:: DOCUMENT SECTION ::

The "Neutron Bomb Of Capital Calculations" And A Kyle Bass Refresher

Tyler Durden's picture

In a double-whammy of downbeat dystopian discussions, GMO and Kyle Bass are active on the inevitability of Europe's demise. Perhaps that is too strong but the two are focused directly, in separate pieces, on the huge need for capital and the dire dearth of it available. GMO's central focus on the direct capital needs of the European banking system in the case of a recovery (but under Basel III) and under stress scenarios. Dismissing the EBA's efforts, and recognizing that the problem is capital/solvency (if there were more, the market would not be worrying about liquidity and deposit flight), their 'neutron bomb' scenario where sovereign debt is recognized as a 'risky asset' (which seems more than plausible to us), the capital needs are almost EUR300bn with Spanish and French banks dominant but Italian and German banks are close behind. As Kyle Bass notes "There is no savior large enough with a magic potion of capital to stave off this unfortunate conclusion to the global debt super cycle.".

GMO asks - What if banks were forced to treat sovereign loans as risky assets, rather than enjoying the current risk weighting of 0%?

If the capital standard is raised to 9%, the needs are unimaginable: 289 billion euros. Spanish banks still have the largest capital demand, 69 billion euros; but French needs exceed those of Italian banks, and German capital demands at 43 billion euros barely lag those of the Italian banks.


...equity investors can survive but will not be smiling. As of December 7, 2011, the needs are 98% of the market capitalization on average for the Italian banks, 60% for the French banks, and 48% and 70% for Spanish and German banks, respectively.

The Neutron Bomb of Capital Calculations

One obvious question is whether one should move to so extreme a scenario as provisioning against all sovereign debts, or even all European sovereign debt. Ever-expanding capital requirements can be the neutron bomb of banking regulation; the branches might still be standing, but the banks themselves would be barely recognizable if they were to survive the cataclysm. Once the Germans understand that they too are exposed, they presumably will be amenable to more reasonable approaches to the sovereign debt problems, such as more generous volumes and maturities at collateral facilities or even a direct use of the ECB to support sovereigns so as to avoid crushing the banking system.


The cataclysm plays out because the banks do have an alternative to raising capital – shrink the balance sheet. Deleveraging is already going on in a number of countries, with loan-to-deposit ratios dropping in recent months in Portugal, Spain, and Italy. This reduces the capital needs of banks, but fairly quickly starts to cut into the muscle of the financial system. The banks have little alternative but to keep holding sovereign debt in the short term, since it is the collateral for their borrowing needs. In countries such as Spain, a big chunk of private sector loans cannot be reduced because they involve property that will be inactive for years, perhaps a decade. So, once banks trim their healthiest borrowers and perhaps reduce their overseas exposures, they quickly run into the need to cut loans to small and medium enterprises, providing another negative impulse to European growth.

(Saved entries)
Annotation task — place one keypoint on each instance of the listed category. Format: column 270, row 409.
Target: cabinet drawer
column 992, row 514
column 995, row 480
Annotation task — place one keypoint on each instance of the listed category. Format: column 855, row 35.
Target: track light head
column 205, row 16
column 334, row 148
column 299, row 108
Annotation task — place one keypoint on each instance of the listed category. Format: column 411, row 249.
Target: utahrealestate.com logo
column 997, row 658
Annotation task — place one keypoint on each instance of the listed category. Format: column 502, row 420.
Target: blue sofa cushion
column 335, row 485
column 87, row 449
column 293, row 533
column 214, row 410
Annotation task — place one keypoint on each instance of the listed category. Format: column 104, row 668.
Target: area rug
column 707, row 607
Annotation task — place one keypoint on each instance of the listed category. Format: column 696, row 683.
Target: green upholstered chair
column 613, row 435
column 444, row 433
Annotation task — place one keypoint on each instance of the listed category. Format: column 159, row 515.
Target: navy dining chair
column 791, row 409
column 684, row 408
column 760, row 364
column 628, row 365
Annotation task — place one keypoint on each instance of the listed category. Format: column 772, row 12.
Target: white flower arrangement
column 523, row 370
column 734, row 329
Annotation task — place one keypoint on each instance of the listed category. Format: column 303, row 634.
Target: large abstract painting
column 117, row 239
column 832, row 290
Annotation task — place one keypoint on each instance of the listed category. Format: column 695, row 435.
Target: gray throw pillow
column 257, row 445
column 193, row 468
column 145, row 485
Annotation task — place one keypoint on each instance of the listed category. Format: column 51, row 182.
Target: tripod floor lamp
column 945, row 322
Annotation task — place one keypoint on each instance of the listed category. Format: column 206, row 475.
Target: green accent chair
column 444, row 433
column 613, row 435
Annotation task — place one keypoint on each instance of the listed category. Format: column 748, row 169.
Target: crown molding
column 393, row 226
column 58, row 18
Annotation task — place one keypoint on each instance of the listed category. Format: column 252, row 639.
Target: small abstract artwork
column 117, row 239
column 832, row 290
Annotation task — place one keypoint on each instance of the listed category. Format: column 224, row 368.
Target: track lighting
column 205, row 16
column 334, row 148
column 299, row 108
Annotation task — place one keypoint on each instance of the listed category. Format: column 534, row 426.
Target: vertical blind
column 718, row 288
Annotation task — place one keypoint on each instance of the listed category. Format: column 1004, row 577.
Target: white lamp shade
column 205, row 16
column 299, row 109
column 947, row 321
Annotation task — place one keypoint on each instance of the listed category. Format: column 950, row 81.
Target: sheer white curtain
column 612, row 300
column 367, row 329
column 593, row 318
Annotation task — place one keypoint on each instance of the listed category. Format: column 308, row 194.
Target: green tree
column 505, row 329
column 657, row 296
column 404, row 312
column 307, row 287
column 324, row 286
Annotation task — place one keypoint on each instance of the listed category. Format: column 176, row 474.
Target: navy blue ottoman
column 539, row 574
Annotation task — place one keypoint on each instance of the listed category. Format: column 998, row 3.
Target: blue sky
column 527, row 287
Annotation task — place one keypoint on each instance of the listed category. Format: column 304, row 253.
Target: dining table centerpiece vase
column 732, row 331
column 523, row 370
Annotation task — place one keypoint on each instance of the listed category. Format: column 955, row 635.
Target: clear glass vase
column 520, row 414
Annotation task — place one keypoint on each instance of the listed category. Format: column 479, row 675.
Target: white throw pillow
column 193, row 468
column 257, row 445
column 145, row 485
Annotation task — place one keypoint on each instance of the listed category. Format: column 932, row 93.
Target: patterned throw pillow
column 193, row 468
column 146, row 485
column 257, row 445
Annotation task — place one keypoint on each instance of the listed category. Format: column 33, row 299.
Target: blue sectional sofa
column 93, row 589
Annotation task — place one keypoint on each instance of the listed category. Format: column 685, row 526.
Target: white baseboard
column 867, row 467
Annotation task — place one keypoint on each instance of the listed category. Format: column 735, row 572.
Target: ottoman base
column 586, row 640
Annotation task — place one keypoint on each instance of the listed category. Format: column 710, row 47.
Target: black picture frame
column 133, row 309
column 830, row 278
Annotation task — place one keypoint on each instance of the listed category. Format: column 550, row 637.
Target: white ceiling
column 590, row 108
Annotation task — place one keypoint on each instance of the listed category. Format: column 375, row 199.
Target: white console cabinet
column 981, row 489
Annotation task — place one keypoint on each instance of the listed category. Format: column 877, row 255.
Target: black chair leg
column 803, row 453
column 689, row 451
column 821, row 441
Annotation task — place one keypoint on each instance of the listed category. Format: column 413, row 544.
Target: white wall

:: TASKS ::
**a)** Please transcribe everything in the article on European bank capital from "The Neutron Bomb of Capital" down to "the banking system.".
**b)** Name the countries where, according to the article on European bank capital, loan-to-deposit ratios have dropped in recent months.
The records were taken from a different source than the article on European bank capital.

:: ANSWERS TO THIS EXERCISE ::
**a)**
The Neutron Bomb of Capital Calculations

One obvious question is whether one should move to so extreme a scenario as provisioning against all sovereign debts, or even all European sovereign debt. Ever-expanding capital requirements can be the neutron bomb of banking regulation; the branches might still be standing, but the banks themselves would be barely recognizable if they were to survive the cataclysm. Once the Germans understand that they too are exposed, they presumably will be amenable to more reasonable approaches to the sovereign debt problems, such as more generous volumes and maturities at collateral facilities or even a direct use of the ECB to support sovereigns so as to avoid crushing the banking system.

**b)** Portugal, Spain, Italy